**TASK STATEMENT**
Reproduce each line exactly.

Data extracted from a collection
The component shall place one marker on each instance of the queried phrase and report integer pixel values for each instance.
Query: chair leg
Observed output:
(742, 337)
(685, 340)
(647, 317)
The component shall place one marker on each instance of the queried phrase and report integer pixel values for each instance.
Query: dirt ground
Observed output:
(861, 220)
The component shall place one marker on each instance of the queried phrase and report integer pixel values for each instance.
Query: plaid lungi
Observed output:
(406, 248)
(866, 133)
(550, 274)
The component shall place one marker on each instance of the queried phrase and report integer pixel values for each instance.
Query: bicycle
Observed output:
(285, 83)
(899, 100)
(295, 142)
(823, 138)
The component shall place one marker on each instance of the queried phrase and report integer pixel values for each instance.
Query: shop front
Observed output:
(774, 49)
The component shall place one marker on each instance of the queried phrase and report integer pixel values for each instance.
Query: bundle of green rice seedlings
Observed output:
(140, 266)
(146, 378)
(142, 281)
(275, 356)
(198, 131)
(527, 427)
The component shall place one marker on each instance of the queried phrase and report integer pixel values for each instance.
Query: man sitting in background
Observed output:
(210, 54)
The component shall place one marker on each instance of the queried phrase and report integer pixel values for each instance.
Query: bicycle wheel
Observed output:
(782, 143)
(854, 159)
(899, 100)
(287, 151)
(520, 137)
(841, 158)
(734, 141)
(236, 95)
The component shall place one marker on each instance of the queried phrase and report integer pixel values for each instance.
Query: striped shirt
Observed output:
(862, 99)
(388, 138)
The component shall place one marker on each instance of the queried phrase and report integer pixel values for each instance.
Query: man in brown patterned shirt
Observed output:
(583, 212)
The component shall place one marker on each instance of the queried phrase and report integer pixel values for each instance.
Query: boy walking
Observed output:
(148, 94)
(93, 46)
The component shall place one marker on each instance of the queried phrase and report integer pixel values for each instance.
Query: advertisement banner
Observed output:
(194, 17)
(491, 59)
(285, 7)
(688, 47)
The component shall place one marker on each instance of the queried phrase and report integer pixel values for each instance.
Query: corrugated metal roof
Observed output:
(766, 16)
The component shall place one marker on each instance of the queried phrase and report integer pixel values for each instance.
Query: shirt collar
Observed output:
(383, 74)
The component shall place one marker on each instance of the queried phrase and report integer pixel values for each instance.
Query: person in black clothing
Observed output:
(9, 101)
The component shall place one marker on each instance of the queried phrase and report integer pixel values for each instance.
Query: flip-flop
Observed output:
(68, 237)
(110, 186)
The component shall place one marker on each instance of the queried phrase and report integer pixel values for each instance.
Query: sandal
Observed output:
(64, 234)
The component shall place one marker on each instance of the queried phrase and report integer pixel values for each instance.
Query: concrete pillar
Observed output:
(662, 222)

**RESPONSE FOR THIS EXERCISE**
The component shall place one marker on each instance of the queried phrase and report integer pixel values for each instance.
Query: chair leg
Observed output:
(742, 337)
(685, 340)
(647, 317)
The component shall place one marker on each instance of the queried phrase and report integer pixel values for each instance.
Query: dirt ground
Observed output:
(861, 220)
The component shall place one marker on each instance of the queried phrase and report integer pixel values for each instance.
Query: plaid lungi
Observed output:
(406, 248)
(866, 133)
(550, 274)
The component shall place one marker on each instance of the queried phrase and report integer pixel values for each instance.
Query: bicycle
Observed output:
(285, 83)
(899, 100)
(295, 142)
(823, 138)
The component shall place one marker on each instance of the queried phrase and report integer pixel values for each instance.
Query: shop front
Observed output:
(774, 49)
The component shall place one marker on each instance of the queried phrase and report integer pixel values for each instance.
Query: bundle of green rice seedlings
Observed output:
(140, 266)
(146, 378)
(142, 281)
(275, 356)
(198, 131)
(527, 427)
The component shall place one marker on each instance of the queried phrase and report integer pixel values for each instance.
Query: man sitting in background
Observed output:
(210, 54)
The component shall place one marker on each instance of the queried phrase and report integer pixel values for each instance.
Query: bicycle wheel
Observed output:
(782, 143)
(854, 159)
(899, 100)
(287, 151)
(520, 137)
(841, 158)
(734, 141)
(236, 95)
The component shall place one marker on each instance of the queried phrase and report integer pixel values for each instance.
Query: striped shirt
Observed output:
(862, 99)
(388, 138)
The component shall place one marker on each instance of the queried phrase and report integer pixel values for each instance.
Query: man in brown patterned shirt
Observed output:
(583, 212)
The component shall place one marker on each instance of the queried phrase and report integer pixel values for each instance.
Query: boy walking
Observed output:
(148, 94)
(93, 46)
The component shall place one marker on each instance of the queried phrase and report integer pixel values for each instance.
Query: advertisement banner
Observed output:
(194, 17)
(491, 59)
(285, 7)
(688, 47)
The component shall place one marker on each instance of the queried phrase and report integer pixel values for each instance.
Query: corrugated metal roof
Observed output:
(766, 16)
The component shall place one marker on each instance of the queried phrase and report integer pixel values for each instance.
Query: shirt collar
Observed output:
(383, 74)
The component shall place one marker on each instance of the queried phrase and report integer pixel values for each instance.
Query: person in black clothing
Observed output:
(9, 101)
The component shall place one marker on each instance of the queried phrase and report integer pixel values for each instance.
Query: flip-flop
Observed output:
(68, 237)
(110, 186)
The component shall place one marker on each instance of the queried phrase and report integer pixel values for each instance.
Query: sandal
Observed output:
(64, 234)
The component shall place one marker on each instance of the queried phrase and report integer pixel values for each instance.
Query: concrete pillar
Observed output:
(662, 222)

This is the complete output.